▶ Source data:

---

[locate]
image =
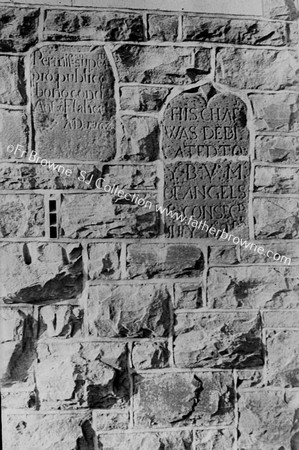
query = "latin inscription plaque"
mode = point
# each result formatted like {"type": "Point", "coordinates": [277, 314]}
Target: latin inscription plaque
{"type": "Point", "coordinates": [209, 177]}
{"type": "Point", "coordinates": [73, 102]}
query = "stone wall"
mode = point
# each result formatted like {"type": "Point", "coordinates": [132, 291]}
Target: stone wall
{"type": "Point", "coordinates": [123, 328]}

---

▶ Task instructions:
Only the pictures are to be left out; repeat all other material exactly.

▶ Output:
[locate]
image =
query = "latin inscription plaque"
mode = point
# each result formatted like {"type": "Point", "coordinates": [277, 314]}
Target: latin inscription plaque
{"type": "Point", "coordinates": [209, 177]}
{"type": "Point", "coordinates": [73, 102]}
query = "stone wall"
mode = point
# each result formatted like {"type": "Point", "coordinates": [132, 291]}
Target: stone wall
{"type": "Point", "coordinates": [123, 328]}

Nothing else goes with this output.